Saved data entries
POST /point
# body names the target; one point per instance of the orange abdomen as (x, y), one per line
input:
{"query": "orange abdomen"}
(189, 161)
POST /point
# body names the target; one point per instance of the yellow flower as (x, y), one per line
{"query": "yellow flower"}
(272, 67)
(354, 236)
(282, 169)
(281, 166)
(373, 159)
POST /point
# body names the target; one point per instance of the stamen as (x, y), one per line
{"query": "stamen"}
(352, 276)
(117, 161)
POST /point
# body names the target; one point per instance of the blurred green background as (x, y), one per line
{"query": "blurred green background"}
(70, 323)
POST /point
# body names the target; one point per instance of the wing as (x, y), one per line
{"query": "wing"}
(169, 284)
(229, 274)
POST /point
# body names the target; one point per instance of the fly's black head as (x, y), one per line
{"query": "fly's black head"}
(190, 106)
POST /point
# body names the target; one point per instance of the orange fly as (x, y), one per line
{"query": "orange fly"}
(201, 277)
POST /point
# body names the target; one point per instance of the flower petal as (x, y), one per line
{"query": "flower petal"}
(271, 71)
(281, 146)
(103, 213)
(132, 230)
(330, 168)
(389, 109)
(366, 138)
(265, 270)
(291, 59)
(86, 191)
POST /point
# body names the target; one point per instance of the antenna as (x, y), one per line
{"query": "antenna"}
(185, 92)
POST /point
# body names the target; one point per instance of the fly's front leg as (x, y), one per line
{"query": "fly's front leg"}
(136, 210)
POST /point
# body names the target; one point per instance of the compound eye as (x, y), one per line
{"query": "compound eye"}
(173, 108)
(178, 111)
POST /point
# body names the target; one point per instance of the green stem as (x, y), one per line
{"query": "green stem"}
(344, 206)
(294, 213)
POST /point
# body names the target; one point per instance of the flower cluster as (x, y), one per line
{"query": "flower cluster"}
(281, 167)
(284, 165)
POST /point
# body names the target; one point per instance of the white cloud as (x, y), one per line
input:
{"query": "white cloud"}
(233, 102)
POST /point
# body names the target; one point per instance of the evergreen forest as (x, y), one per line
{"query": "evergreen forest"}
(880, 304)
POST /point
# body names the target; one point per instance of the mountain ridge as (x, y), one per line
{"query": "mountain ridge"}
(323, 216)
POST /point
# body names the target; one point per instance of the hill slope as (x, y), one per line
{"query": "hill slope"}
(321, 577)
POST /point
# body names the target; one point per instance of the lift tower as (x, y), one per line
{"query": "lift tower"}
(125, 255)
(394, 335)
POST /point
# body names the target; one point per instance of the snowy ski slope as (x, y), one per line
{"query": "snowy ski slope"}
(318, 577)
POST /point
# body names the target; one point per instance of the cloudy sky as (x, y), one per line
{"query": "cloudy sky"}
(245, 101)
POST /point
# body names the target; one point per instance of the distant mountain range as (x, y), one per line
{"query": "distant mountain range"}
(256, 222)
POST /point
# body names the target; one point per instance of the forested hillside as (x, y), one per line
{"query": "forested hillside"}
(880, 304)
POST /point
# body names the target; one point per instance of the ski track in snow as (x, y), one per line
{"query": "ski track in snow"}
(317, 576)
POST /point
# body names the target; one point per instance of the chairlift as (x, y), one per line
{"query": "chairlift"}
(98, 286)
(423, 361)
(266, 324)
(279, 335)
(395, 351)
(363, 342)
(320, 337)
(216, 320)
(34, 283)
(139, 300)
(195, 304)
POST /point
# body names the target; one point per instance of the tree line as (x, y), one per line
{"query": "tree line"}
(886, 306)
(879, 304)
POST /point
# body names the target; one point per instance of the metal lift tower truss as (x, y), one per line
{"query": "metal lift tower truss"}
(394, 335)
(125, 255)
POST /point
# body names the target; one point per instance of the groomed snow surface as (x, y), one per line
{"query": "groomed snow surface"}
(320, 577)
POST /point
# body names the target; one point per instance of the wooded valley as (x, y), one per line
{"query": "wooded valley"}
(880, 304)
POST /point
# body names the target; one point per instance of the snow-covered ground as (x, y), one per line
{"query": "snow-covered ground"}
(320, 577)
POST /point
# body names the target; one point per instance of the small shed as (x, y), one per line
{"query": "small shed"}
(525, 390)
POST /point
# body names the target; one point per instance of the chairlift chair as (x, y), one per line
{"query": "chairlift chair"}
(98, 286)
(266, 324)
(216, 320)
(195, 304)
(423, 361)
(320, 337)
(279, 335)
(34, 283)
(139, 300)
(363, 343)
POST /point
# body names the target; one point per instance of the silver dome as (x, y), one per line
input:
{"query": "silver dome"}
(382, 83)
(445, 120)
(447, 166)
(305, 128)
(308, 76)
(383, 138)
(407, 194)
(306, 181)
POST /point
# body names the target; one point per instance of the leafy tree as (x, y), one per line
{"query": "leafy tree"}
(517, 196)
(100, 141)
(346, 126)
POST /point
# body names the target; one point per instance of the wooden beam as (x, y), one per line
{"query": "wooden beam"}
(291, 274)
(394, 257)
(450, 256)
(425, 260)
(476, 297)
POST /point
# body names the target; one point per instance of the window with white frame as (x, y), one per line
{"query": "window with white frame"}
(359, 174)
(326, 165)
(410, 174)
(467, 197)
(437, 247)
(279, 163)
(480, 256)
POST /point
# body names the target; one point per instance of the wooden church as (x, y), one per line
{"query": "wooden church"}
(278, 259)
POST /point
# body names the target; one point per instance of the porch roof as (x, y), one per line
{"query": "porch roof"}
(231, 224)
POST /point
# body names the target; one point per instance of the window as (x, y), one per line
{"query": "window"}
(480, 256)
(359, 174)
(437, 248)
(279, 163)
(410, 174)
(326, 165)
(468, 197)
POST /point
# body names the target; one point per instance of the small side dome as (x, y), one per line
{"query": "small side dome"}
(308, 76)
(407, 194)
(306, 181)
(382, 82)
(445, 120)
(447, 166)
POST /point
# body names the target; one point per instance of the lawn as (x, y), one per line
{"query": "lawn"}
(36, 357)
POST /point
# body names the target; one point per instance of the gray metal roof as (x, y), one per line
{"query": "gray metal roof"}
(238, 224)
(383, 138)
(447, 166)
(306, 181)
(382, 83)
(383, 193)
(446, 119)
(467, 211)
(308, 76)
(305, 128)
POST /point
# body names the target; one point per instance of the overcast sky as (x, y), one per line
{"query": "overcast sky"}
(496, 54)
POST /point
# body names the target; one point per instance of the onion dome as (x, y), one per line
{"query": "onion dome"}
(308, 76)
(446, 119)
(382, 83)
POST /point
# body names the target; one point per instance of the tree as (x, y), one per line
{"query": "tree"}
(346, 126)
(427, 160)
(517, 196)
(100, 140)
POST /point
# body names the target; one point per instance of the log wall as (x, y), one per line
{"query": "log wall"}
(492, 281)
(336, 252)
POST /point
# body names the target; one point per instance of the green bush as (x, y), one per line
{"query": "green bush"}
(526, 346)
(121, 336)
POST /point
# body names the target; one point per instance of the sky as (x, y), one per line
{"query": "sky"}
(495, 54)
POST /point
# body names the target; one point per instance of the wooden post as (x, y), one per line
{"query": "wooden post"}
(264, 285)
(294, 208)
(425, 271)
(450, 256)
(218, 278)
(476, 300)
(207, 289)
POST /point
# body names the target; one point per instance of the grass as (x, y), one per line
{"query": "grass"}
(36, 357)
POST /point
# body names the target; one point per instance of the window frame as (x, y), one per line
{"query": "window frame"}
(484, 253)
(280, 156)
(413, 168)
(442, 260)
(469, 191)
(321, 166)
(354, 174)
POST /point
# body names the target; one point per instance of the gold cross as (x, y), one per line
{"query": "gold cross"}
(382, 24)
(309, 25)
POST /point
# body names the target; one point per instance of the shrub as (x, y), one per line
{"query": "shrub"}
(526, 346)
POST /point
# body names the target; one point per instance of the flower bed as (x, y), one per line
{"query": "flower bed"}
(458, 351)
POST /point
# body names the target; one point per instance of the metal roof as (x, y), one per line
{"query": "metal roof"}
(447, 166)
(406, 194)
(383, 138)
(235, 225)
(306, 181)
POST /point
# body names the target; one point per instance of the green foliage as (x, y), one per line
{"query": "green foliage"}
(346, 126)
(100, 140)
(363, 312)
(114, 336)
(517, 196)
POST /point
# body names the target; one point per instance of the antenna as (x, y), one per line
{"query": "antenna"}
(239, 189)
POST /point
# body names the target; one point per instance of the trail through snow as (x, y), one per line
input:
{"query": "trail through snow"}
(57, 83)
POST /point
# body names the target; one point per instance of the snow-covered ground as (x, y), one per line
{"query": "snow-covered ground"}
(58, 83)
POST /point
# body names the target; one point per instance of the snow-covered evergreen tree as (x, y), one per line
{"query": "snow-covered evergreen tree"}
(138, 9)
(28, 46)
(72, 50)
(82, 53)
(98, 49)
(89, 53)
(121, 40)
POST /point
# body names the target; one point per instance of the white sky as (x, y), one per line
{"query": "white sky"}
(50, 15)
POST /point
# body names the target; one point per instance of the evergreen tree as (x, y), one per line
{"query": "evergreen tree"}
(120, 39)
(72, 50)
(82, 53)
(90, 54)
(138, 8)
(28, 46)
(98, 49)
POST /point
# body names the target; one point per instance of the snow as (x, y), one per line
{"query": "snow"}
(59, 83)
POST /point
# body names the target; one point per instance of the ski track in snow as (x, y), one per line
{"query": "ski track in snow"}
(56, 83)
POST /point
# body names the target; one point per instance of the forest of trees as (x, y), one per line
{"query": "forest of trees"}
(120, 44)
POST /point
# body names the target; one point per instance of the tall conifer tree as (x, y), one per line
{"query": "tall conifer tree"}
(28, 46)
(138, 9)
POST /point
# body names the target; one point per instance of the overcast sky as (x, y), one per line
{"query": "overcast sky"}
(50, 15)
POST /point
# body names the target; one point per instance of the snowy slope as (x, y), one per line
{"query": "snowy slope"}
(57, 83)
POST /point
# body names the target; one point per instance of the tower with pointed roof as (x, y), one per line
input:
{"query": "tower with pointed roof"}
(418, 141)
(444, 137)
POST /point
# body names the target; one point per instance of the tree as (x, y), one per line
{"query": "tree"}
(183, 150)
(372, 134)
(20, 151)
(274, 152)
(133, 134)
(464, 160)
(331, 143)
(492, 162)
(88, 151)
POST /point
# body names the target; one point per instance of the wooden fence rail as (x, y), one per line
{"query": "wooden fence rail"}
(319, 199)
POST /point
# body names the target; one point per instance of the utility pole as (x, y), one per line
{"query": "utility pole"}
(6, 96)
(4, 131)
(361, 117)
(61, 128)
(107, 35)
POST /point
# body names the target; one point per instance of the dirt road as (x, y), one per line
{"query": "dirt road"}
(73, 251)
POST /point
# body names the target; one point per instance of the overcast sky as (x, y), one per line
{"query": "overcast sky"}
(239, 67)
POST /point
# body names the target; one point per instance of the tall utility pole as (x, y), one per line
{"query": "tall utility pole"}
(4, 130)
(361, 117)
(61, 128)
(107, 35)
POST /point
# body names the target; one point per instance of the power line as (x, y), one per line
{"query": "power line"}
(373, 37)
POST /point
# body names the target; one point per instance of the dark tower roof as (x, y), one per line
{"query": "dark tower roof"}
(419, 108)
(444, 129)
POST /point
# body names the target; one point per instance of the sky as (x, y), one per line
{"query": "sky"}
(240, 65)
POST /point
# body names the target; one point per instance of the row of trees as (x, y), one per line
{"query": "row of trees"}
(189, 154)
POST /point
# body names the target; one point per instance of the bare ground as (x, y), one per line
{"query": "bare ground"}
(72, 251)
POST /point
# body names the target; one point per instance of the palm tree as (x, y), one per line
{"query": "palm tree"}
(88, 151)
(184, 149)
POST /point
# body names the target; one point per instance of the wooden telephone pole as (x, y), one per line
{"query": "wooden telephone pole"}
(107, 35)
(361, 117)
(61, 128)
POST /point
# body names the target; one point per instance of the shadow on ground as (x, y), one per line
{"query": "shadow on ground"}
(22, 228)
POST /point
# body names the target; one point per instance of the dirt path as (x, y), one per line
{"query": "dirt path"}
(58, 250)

» TASK TO CARRY OUT: Collect each line in the rows above that contains the string "chairlift", treating uppercase and lowercase as different.

» ANSWER TO THE PROBLEM:
# body names the target; one point per instance of the chairlift as (x, y), one per line
{"query": "chairlift"}
# body names the target; one point per instance of the chairlift chair as (x, y), one per line
{"query": "chairlift chair"}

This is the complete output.